→ Fragmento seleccionado
-=-=-=-=-
En estas que nuestro intrépido arquitecto escocés regresó a Londres, abrió su propio estudio y, en 1764, publicó Ruins of the Palace of the Emperor Diocletian at Spalatro in Dalmatia. El volumen estaba repleto de mediciones y anotaciones hechas durante su visita al lugar, además de una abultada colección de dibujos de precisión realizados con la ayuda de Clérisseau y un equipo de delineantes. El libro tuvo un éxito tal que no solo permitió a Robert Adam colocarse unos cuantos títulos más —miembro de la Sociedad Real de Londres, de la Sociedad de Anticuarios de Londres y de la Sociedad Real de las Artes—, sino que asentó el vocabulario de la incipiente arquitectura neoclásica occidental. Un fantasma recorría Europa en forma de columnas y arcos romanos primorosamente conservados y descritos. Un fantasma que se manifestaba a través de dibujos, tratados y una descendencia construida que dominaría el continente hasta los albores del siglo xx.
En 1979, la UNESCO concedió al Palacio de Diocleciano en Split el título de Patrimonio de la Humanidad. Era más un reconocimiento oficial que un llamamiento a la conservación porque, en realidad, la institución no temía por el estado del conjunto. Al igual que había sucedido cuando Robert Adam se lo encontró, el palacio estaba en uso: como viviendas, restaurantes y un buen número de locales comerciales, lo cual había obligado a las autoridades a realizar una labor continuada de mantenimiento y rehabilitación, siempre de la forma más respetuosa posible. Es más, al dar forma a prácticamente la mitad del casco histórico de la ciudad, el Gobierno lo usaba como reclamo turístico de una Yugoslavia bastante más aperturista que el resto de los países del bloque soviético.
-=-=-=-=-
→ Listado
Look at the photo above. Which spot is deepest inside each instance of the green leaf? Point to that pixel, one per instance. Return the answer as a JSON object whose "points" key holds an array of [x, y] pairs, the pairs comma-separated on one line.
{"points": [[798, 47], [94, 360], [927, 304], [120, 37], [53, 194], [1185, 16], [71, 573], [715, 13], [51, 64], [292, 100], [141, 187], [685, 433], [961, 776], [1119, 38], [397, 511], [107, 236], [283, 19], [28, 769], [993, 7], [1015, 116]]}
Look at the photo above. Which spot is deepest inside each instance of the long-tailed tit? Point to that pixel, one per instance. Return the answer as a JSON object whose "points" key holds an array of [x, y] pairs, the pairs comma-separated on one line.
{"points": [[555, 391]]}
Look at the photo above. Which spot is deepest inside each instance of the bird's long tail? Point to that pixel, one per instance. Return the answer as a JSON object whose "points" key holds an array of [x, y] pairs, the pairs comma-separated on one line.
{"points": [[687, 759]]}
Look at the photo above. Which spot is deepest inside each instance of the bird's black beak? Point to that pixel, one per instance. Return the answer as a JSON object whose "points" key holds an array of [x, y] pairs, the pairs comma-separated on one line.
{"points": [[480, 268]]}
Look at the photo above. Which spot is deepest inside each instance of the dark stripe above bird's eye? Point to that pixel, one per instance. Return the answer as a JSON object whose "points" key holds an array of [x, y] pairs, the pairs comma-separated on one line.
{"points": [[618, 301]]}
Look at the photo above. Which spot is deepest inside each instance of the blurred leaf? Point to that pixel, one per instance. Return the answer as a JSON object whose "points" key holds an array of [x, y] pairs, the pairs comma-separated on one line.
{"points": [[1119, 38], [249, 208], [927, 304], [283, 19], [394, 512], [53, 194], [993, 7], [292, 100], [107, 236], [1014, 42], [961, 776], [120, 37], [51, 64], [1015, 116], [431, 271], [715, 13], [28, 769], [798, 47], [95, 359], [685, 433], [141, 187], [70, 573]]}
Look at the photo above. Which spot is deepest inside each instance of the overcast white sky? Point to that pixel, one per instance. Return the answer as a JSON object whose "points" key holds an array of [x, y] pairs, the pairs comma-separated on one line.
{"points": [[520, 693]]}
-=-=-=-=-
→ Qué se pide
- 1) Transcribe del fragmento sobre el Palacio de Diocleciano el pasaje que va desde "En 1979, la" hasta "del bloque soviético.".
- 2) Traduce al inglés, por favor, esta oración del fragmento sobre el Palacio de Diocleciano: "En 1979, la UNESCO concedió al Palacio de Diocleciano en Split el título de Patrimonio de la Humanidad."
- 3) Prosigue el fragmento sobre el Palacio de Diocleciano a partir de su última oración.
El listado procede de otra fuente distinta.

→ Respuestas
- 1)
En 1979, la UNESCO concedió al Palacio de Diocleciano en Split el título de Patrimonio de la Humanidad. Era más un reconocimiento oficial que un llamamiento a la conservación porque, en realidad, la institución no temía por el estado del conjunto. Al igual que había sucedido cuando Robert Adam se lo encontró, el palacio estaba en uso: como viviendas, restaurantes y un buen número de locales comerciales, lo cual había obligado a las autoridades a realizar una labor continuada de mantenimiento y rehabilitación, siempre de la forma más respetuosa posible. Es más, al dar forma a prácticamente la mitad del casco histórico de la ciudad, el Gobierno lo usaba como reclamo turístico de una Yugoslavia bastante más aperturista que el resto de los países del bloque soviético.

- 2) In 1979, UNESCO granted Diocletian's Palace in Split the title of World Heritage Site.

- 3)
Curiosamente, fue el turismo lo que estuvo a punto de desafiar a una construcción que había resistido invasiones y batallas durante casi dos milenios. En 2006, el Ayuntamiento de Split decidió que la UNESCO era una mandanga, así que abrió el permiso de construcción al interior del palacio. Se plantearon más de veinte nuevos edificios incluyendo un centro comercial con sus correspondientes plantas subterráneas de garaje. Cuando, un año después, el público tuvo conocimiento del plan, montó un pollo ciudadano de dimensiones considerables, además de presentar una demanda contra el Gobierno municipal. Pero el pueblo ganó y, casi como conmemoración, la fábrica de moneda croata colocó el palacio en el reverso de sus recién emitidos billetes de quinientos kuna (unos sesenta y cinco euros).
Si al final visitan Split este verano se encontrarán una ciudad de ciento ochenta mil habitantes repartidos a lo largo de la península a la que da nombre. Una urbe cálida y ajetreada con un buen montón de reclamos turísticos tanto culturales como playeros. Eso sí, cuando visiten el centro, den un paseo hasta la plaza del Peristil. Quizá haya muchos visitantes y quizá tengan que hacer un pequeño esfuerzo, pero, una vez allí, toquen una de las columnas corintias y pregunten por Diocleciano. Con un poco de suerte y un mucho de atención tal vez sean capaces de escuchar la respuesta del emperador. Una respuesta construida en caliza y mármol y pronunciada hace mil setecientos años.
El palacio de Diocleciano, aún identificable en el callejero de Split. Fotografía: E. Coli (CC).